### [Directions]
Every line of the records that holds the word "green" should be copied.

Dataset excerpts
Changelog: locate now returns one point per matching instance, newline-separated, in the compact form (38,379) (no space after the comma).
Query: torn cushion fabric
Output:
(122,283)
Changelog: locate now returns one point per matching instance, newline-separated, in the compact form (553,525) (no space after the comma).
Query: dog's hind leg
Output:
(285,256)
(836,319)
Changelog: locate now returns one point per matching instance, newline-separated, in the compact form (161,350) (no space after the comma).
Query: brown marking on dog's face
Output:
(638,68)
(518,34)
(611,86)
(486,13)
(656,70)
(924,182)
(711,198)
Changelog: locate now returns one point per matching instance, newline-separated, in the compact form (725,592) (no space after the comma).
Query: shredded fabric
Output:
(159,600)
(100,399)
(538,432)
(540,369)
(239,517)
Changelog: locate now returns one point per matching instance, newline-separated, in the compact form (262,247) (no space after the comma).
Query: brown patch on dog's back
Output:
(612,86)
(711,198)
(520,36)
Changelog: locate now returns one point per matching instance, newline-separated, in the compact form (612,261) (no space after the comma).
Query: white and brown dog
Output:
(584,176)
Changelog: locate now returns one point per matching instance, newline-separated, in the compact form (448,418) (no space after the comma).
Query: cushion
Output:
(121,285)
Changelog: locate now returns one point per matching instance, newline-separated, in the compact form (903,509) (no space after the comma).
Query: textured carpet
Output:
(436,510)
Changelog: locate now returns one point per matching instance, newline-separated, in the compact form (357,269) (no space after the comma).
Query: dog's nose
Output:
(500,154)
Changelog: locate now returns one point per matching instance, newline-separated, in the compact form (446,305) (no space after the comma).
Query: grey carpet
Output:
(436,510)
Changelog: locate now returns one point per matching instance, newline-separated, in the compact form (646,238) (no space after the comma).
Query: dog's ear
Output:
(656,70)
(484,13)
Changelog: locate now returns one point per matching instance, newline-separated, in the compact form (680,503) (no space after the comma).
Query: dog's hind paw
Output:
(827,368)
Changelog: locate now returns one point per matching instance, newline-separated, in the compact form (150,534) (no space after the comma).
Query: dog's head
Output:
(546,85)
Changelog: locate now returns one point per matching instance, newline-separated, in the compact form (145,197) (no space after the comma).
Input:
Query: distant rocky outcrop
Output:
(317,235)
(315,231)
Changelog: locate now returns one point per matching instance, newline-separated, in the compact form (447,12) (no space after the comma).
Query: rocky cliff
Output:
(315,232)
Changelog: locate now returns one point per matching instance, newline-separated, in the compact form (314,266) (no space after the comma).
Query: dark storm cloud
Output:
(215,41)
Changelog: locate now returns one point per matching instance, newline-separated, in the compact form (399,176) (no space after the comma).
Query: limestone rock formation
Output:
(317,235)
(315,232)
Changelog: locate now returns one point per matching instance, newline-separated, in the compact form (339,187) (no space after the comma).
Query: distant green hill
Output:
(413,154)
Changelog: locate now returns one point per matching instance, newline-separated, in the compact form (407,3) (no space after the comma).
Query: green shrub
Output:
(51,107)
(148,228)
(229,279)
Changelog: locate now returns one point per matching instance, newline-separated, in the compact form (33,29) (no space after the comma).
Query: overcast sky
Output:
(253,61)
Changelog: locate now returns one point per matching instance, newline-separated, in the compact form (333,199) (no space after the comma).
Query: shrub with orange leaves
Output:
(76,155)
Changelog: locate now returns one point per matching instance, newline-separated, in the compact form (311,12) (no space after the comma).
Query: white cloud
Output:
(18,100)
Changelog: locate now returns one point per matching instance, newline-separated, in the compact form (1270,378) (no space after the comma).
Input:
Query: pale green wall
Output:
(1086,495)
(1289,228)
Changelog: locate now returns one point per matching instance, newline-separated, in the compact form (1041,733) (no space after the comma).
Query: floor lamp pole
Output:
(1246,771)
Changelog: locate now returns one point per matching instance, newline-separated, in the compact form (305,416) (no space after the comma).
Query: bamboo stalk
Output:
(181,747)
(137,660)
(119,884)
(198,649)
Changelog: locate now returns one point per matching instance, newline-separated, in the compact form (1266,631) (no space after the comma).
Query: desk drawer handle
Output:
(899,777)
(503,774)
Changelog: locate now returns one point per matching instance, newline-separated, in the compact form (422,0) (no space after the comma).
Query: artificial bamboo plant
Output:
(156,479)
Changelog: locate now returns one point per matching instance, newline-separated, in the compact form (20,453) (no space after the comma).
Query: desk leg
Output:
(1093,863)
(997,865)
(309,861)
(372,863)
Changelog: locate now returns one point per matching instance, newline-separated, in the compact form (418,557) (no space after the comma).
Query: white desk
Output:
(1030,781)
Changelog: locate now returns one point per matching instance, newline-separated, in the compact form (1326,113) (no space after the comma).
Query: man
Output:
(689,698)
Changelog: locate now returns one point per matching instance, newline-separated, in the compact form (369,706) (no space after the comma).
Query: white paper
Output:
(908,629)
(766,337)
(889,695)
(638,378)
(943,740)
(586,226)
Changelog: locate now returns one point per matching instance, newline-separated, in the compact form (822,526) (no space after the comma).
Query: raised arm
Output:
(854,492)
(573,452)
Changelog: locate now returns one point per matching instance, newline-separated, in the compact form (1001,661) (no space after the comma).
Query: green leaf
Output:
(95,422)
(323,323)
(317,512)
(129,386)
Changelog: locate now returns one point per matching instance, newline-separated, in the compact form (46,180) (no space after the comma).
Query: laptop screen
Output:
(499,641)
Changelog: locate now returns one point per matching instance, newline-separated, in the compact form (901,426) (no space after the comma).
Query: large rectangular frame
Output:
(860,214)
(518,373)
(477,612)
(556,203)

### [Expected output]
Query: distant green hill
Query: green shrub
Query: pale green wall
Query: green leaf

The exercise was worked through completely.